From the text on cross validation, list in order every step of the ad-hoc process it describes for using undersampling or oversampling.

TEXT:
## Begin
Cross validation is a widely used approach for estimating test error (which is the average error that results from using a statistical learning method to predict the target on a new observation, that was not present in the training set).

When undersampling or oversampling techniques are used, cross validation has to be used carefully, because if those techniques are done before cross validation, all this will cause data leakage problem since the probability density function is altered.

For this reason an ad-hoc process is built:

  • Stratified K-Fold is used to identify the indices to split data in k equal-sized parts preserving the percentage of samples for each class.
  • One part k is left out.
  • On the other K-1 parts (combined) undersampling or oversampling techniques are applicated and the model is fit.
  • For the left k part are obtained the predictions.
  • This is done in turn for each part k=1,2,..,K and then the results are combined.


The score used to select the best configuration for each classifier is f1_score, according to the task.
## End
MATERIAL SUPPLIED:
## Begin
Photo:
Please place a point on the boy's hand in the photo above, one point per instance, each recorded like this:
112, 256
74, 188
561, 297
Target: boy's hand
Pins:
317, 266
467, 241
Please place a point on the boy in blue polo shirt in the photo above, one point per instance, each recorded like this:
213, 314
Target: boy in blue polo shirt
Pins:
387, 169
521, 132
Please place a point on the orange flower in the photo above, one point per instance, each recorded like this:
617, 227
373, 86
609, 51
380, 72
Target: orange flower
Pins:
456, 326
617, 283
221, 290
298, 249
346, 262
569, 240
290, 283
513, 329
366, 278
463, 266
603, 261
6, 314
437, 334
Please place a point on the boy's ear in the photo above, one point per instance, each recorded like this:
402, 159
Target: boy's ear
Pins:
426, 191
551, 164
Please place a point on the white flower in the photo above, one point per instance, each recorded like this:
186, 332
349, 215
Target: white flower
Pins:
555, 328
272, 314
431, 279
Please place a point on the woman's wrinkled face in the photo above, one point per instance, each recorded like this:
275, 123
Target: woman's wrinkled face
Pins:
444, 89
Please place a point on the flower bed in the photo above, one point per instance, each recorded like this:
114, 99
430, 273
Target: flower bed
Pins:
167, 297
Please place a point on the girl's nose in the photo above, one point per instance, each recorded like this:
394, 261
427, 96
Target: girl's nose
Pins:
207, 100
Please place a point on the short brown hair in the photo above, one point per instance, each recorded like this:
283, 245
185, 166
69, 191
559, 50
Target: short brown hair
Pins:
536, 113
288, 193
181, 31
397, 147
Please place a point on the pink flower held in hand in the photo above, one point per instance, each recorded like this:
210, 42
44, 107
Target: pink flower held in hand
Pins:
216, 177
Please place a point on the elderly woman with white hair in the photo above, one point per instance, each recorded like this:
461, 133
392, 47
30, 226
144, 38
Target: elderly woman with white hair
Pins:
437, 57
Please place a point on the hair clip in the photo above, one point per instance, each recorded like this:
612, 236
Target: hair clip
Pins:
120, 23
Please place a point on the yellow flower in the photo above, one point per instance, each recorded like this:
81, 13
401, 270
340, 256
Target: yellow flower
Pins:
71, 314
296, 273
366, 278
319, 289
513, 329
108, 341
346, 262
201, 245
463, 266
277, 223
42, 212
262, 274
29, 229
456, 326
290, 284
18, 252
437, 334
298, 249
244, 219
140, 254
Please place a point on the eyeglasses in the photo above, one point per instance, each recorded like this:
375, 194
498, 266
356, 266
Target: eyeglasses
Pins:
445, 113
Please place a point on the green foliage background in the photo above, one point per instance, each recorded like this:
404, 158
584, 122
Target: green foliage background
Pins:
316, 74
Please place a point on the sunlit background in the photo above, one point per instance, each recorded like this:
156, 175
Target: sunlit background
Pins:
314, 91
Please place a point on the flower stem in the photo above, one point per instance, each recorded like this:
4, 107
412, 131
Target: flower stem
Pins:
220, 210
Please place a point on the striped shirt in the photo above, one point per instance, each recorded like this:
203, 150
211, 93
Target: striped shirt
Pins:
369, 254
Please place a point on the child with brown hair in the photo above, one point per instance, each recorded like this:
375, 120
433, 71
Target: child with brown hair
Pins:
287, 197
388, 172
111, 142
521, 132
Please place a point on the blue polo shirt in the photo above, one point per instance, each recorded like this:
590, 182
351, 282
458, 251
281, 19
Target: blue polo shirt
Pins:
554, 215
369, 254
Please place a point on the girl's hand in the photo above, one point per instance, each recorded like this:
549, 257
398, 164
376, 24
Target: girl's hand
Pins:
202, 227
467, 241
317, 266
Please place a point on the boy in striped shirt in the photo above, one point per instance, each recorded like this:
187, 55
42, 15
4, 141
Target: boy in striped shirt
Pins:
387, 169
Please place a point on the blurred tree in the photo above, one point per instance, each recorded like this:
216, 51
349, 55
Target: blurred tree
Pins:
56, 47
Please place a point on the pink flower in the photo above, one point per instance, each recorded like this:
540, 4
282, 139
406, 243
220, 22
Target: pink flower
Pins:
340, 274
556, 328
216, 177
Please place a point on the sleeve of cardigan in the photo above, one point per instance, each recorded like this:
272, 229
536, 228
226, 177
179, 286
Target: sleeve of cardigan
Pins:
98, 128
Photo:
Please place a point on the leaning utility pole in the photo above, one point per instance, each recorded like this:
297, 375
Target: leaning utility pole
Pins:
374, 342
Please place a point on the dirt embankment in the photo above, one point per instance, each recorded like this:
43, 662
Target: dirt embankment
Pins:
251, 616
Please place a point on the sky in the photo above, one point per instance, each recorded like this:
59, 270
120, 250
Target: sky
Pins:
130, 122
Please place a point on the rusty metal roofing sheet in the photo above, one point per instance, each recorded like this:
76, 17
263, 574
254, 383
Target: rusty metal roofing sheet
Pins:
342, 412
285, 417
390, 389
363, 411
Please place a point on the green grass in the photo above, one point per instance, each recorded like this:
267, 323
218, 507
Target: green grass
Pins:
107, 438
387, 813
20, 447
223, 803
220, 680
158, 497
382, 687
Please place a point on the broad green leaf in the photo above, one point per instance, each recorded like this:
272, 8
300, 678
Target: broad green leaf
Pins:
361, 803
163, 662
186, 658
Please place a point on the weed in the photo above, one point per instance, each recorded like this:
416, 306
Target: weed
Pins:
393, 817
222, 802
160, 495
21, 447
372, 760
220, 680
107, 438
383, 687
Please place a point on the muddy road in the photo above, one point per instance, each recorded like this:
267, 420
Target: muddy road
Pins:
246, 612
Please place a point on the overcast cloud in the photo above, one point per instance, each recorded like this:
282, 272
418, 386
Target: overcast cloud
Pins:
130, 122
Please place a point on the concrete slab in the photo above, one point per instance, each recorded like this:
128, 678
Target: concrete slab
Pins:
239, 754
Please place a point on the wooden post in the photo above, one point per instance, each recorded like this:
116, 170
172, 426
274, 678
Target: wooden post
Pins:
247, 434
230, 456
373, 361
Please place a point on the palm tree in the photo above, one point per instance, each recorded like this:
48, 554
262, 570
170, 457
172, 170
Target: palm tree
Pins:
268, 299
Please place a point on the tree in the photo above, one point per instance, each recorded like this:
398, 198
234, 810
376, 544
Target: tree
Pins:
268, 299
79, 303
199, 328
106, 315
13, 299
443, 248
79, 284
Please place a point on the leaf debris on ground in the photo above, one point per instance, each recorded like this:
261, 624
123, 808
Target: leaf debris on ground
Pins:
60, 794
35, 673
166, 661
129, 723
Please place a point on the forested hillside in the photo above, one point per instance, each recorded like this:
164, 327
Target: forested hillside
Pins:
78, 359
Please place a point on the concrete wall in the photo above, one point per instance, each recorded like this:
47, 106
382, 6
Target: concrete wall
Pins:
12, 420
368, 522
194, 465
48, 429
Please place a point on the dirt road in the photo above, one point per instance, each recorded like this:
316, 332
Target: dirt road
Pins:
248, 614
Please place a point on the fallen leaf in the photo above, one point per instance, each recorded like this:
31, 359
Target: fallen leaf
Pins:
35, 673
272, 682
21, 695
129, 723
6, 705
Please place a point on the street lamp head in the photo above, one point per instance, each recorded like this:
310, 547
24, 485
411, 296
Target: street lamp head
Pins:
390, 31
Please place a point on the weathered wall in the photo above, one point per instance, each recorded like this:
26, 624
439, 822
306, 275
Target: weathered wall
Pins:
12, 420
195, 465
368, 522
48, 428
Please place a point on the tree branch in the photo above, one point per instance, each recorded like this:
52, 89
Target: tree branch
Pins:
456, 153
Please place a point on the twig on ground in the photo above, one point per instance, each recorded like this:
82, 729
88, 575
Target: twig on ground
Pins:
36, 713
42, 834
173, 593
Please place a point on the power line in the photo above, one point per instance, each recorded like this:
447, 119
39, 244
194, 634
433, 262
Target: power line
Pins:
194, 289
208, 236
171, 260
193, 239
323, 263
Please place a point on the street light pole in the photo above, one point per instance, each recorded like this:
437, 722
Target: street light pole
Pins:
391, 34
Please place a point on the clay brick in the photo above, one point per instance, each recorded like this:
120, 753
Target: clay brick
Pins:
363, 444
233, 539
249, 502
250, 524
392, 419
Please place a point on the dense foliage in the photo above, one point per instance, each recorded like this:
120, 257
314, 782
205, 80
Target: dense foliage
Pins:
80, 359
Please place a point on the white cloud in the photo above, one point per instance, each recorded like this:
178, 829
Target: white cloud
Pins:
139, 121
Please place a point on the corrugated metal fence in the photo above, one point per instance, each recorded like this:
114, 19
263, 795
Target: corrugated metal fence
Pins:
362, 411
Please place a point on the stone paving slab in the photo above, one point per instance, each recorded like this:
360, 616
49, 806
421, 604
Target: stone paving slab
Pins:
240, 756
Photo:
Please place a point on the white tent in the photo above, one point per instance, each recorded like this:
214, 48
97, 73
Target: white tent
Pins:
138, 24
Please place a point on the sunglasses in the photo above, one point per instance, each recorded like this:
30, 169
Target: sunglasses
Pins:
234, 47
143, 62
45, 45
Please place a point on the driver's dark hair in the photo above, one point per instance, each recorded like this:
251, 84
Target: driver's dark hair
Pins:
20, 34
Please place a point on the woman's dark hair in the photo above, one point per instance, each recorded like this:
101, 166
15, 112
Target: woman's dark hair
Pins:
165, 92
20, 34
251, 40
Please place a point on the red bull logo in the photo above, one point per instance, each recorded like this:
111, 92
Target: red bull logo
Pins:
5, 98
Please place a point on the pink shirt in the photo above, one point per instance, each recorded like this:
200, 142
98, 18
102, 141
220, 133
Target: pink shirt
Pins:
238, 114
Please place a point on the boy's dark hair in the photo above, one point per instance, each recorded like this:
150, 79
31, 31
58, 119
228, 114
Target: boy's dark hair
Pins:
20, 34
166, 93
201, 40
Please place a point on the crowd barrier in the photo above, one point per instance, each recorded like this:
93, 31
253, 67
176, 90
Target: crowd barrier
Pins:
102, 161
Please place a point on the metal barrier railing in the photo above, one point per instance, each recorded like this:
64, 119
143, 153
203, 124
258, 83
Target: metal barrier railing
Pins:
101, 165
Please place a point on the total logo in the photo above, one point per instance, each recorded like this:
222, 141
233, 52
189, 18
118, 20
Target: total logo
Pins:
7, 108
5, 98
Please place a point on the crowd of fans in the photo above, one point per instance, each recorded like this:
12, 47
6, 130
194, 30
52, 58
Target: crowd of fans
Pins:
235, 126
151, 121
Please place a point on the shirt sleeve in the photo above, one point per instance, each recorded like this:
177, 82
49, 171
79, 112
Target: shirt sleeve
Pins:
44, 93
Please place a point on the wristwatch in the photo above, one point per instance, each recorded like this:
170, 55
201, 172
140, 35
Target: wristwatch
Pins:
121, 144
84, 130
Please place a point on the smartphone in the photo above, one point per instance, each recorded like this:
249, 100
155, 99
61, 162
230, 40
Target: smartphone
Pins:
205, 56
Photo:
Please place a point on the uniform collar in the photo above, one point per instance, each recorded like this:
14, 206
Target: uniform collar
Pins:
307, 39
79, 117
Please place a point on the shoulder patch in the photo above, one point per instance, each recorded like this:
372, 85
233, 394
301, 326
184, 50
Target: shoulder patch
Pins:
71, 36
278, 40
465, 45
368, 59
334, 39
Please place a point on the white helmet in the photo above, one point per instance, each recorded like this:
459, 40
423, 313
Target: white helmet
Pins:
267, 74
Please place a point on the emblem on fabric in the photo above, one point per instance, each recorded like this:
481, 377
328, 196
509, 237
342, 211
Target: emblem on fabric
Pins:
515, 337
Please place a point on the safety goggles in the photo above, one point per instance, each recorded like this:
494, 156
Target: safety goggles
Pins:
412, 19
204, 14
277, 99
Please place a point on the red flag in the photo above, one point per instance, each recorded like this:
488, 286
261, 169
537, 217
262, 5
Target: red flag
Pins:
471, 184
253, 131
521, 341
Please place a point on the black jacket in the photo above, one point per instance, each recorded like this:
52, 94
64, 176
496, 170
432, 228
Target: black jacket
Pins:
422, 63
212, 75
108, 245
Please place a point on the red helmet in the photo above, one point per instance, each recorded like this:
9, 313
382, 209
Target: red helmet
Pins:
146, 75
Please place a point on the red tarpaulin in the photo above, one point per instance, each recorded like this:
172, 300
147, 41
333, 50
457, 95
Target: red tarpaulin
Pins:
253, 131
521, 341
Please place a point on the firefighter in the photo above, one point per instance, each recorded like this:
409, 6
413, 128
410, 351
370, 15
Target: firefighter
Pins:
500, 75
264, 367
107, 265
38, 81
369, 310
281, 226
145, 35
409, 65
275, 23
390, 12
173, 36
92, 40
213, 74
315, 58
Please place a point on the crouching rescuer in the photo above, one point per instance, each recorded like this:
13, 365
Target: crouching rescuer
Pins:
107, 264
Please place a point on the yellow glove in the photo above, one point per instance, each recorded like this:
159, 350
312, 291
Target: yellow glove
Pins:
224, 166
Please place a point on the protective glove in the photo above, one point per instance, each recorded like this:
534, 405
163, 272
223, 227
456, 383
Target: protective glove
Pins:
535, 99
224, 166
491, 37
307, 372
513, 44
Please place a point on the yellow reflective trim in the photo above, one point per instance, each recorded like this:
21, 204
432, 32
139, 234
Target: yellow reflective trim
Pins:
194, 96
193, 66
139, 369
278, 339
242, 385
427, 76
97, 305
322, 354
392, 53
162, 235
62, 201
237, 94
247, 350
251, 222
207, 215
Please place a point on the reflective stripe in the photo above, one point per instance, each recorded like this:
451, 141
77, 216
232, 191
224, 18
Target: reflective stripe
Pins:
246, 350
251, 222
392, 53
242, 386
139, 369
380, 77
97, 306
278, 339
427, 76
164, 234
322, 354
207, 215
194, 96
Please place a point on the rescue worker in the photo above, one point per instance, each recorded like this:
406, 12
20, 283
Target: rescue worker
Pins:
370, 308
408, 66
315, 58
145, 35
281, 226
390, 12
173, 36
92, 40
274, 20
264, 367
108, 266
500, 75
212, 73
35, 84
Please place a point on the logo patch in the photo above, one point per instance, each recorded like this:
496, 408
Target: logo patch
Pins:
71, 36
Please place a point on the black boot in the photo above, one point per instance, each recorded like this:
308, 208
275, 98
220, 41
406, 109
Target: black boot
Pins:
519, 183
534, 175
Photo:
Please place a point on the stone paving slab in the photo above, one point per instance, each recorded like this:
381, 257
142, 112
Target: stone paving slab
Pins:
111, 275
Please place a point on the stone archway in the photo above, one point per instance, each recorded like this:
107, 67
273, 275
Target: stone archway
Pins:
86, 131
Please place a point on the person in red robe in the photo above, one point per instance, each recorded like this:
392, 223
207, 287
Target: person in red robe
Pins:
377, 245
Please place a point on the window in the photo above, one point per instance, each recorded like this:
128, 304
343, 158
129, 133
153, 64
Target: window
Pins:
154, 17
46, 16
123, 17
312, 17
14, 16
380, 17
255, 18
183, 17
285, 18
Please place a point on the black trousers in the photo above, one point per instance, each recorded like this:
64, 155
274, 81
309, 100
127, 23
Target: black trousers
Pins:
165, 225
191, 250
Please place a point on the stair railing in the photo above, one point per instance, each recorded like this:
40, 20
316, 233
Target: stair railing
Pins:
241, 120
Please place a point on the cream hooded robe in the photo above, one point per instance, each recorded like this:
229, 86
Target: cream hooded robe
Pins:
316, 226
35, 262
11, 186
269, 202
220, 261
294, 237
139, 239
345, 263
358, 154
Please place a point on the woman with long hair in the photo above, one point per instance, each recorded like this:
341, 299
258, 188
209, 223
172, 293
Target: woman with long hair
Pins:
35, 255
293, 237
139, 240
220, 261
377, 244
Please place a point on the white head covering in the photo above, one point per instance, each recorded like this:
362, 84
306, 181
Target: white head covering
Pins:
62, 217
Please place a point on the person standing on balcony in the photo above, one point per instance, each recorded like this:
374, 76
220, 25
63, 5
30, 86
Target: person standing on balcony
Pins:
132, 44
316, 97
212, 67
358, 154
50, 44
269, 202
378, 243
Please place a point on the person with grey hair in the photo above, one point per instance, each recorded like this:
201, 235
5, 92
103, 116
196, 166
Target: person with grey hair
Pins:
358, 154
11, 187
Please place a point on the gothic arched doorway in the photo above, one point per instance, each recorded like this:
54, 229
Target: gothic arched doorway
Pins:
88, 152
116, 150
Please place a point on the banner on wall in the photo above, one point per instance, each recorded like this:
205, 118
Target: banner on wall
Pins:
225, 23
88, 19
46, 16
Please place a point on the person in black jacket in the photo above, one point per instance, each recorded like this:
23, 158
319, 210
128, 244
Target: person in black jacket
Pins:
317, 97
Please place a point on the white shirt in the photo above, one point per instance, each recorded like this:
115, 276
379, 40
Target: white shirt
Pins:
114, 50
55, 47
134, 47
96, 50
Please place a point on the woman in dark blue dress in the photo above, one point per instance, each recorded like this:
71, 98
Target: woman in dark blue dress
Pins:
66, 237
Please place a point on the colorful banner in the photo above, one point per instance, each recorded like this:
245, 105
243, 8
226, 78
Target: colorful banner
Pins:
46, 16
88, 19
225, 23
## End
FULL ANSWER:
1. Stratified K-Fold identifies the indices to split the data into k equal-sized parts, preserving the percentage of samples for each class.
2. One part k is left out.
3. Undersampling or oversampling techniques are applied to the other K-1 parts combined, and the model is fit.
4. Predictions are obtained for the left-out part k.
5. This is repeated in turn for each part k=1,2,..,K, and the results are combined.